A Shudder in the Oilpatch |
By simulating earthquakes, an Edmonton company believes it can boost oil recovery
by Lindsey Norris
In 1964 a major earthquake struck off Alaska, causing tsunamis along the Pacific coast. For 48 hours afterward, production at oil wells in Western Canada and the United States fluctuated noticeably. The same was reported during other seismic events going back to the 1950s, leading researchers in North America, Russia and China to look for ways to harness this effect to increase oil recovery.
Today, a great deal of investor chatter surrounds a small Edmonton company that may have finally done it. In a traditional field, around 60% of oil is left in the ground. Wavefront Energy and Environmental Services has patented technology that it claims is capable of extracting an additional 10%. “That 10% may not sound like a lot, but we believe this technology can be used on 200,000 fields in North America,” says Brett Davidson, CEO. “We’re not talking hundreds of barrels of oil. We’re talking thousands.” The fact that many investors have become believers explains the run on the former penny stock (WVF:TSXV) last spring.
The technology simulates a heart – when a heart pumps, it sends pulses through the body’s blood vessels, causing the network of capillaries to expand and contract. When a pulse is applied to the ground, it expands and contracts the porous rock, freeing the trapped oil. In one of Wavefront’s pilots, it increased the daily output of one declining reservoir from 120 barrels to 220 barrels per day.

* _WORK REQUIRED_:
According to the article on Wavefront's oil recovery technology, how much did daily output rise in the declining reservoir during one of the company's pilots? The records have no connection to the article on Wavefront's oil recovery technology.

* _GIVEN DATA_:
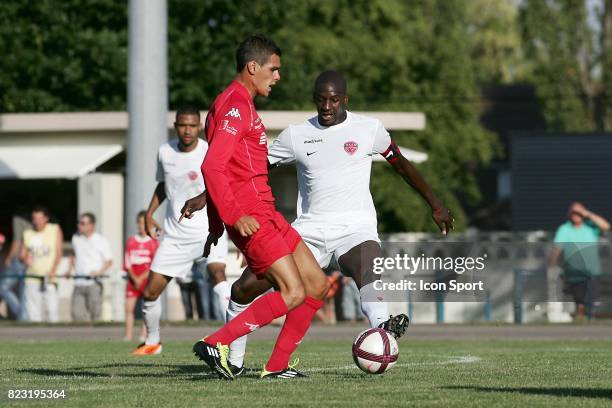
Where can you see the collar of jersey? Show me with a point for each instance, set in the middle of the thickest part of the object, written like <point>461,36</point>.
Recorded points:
<point>241,89</point>
<point>340,125</point>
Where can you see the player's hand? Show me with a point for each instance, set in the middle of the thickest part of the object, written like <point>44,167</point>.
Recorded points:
<point>246,225</point>
<point>152,227</point>
<point>443,219</point>
<point>210,241</point>
<point>192,205</point>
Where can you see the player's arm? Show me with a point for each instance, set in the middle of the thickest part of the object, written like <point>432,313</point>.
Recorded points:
<point>597,219</point>
<point>159,195</point>
<point>440,214</point>
<point>281,151</point>
<point>214,168</point>
<point>193,205</point>
<point>59,252</point>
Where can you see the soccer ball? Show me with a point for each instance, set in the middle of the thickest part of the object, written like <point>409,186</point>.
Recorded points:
<point>375,351</point>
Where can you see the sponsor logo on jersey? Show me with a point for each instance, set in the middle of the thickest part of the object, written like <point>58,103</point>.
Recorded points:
<point>234,112</point>
<point>193,176</point>
<point>251,326</point>
<point>351,147</point>
<point>228,128</point>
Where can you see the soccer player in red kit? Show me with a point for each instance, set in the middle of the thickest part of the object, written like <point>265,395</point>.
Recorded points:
<point>240,200</point>
<point>139,252</point>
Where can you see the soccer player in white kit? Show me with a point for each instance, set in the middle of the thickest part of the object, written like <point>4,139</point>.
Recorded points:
<point>182,242</point>
<point>335,211</point>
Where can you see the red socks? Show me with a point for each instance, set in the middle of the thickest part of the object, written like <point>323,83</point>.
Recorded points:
<point>293,331</point>
<point>261,312</point>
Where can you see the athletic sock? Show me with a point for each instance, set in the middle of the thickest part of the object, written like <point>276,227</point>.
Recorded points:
<point>374,305</point>
<point>261,312</point>
<point>238,346</point>
<point>222,294</point>
<point>151,313</point>
<point>296,325</point>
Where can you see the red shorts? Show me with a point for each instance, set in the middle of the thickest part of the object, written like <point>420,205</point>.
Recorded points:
<point>274,239</point>
<point>132,291</point>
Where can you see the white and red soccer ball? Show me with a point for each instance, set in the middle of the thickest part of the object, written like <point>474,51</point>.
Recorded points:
<point>375,351</point>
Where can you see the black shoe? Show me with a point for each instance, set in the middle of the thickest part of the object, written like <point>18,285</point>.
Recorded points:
<point>288,373</point>
<point>237,371</point>
<point>396,325</point>
<point>215,357</point>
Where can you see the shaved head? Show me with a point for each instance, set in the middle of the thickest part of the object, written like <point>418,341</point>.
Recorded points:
<point>333,78</point>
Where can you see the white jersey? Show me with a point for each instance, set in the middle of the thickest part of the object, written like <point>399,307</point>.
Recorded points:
<point>333,167</point>
<point>181,174</point>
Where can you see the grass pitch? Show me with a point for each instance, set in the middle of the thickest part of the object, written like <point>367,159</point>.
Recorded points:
<point>429,373</point>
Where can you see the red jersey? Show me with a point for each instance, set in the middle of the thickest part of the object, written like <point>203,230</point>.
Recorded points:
<point>139,253</point>
<point>235,168</point>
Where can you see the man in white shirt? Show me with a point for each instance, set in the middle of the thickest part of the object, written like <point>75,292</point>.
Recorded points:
<point>92,258</point>
<point>182,242</point>
<point>336,217</point>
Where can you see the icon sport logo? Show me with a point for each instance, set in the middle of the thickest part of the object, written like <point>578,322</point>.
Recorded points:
<point>351,147</point>
<point>234,112</point>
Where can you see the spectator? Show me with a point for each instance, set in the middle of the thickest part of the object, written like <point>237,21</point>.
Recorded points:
<point>577,240</point>
<point>139,252</point>
<point>11,287</point>
<point>92,259</point>
<point>41,253</point>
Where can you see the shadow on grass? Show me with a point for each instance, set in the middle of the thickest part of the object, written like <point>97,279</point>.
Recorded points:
<point>605,393</point>
<point>197,371</point>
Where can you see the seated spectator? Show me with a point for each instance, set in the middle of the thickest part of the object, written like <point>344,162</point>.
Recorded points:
<point>91,260</point>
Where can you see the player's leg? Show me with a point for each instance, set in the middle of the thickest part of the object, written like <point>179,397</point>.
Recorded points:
<point>51,301</point>
<point>357,262</point>
<point>33,301</point>
<point>216,270</point>
<point>243,292</point>
<point>130,305</point>
<point>151,307</point>
<point>298,320</point>
<point>283,274</point>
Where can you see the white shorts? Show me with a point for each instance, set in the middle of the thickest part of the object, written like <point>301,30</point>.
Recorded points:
<point>327,241</point>
<point>176,259</point>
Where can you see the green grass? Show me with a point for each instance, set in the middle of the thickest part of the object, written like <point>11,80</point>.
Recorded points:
<point>429,373</point>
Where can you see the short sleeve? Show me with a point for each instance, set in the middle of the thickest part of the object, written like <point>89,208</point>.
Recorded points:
<point>159,175</point>
<point>382,139</point>
<point>281,151</point>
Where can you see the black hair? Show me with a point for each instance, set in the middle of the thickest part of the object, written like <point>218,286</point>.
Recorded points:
<point>256,48</point>
<point>334,78</point>
<point>187,110</point>
<point>92,218</point>
<point>42,209</point>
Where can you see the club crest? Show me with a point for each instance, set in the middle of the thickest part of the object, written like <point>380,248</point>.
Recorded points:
<point>351,147</point>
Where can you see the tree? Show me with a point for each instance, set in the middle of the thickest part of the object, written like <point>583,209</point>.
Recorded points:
<point>397,55</point>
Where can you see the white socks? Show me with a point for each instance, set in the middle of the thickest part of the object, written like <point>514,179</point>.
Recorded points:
<point>222,292</point>
<point>151,312</point>
<point>373,305</point>
<point>238,346</point>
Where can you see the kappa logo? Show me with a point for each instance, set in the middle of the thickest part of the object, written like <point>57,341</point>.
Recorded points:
<point>251,326</point>
<point>234,112</point>
<point>228,128</point>
<point>351,147</point>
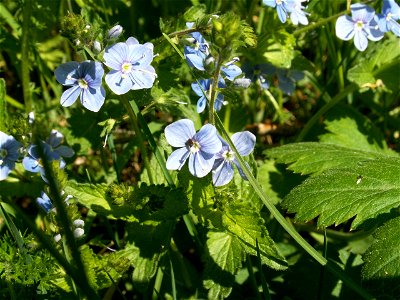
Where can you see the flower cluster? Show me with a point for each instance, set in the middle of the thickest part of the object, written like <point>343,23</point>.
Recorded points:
<point>198,57</point>
<point>206,150</point>
<point>9,147</point>
<point>52,150</point>
<point>130,70</point>
<point>292,8</point>
<point>364,24</point>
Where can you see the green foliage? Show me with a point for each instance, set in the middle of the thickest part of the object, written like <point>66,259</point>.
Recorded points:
<point>381,271</point>
<point>30,269</point>
<point>366,191</point>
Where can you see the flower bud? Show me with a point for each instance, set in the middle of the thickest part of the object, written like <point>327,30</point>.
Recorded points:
<point>78,232</point>
<point>57,238</point>
<point>79,223</point>
<point>96,47</point>
<point>114,32</point>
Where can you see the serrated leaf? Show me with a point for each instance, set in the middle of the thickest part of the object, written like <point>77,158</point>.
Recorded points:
<point>313,157</point>
<point>225,258</point>
<point>365,191</point>
<point>382,260</point>
<point>361,74</point>
<point>93,196</point>
<point>147,243</point>
<point>354,131</point>
<point>248,227</point>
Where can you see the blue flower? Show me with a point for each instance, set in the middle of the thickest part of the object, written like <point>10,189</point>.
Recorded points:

* _TASK SOLUTION_:
Daily output rose from 120 barrels to 220 barrels per day.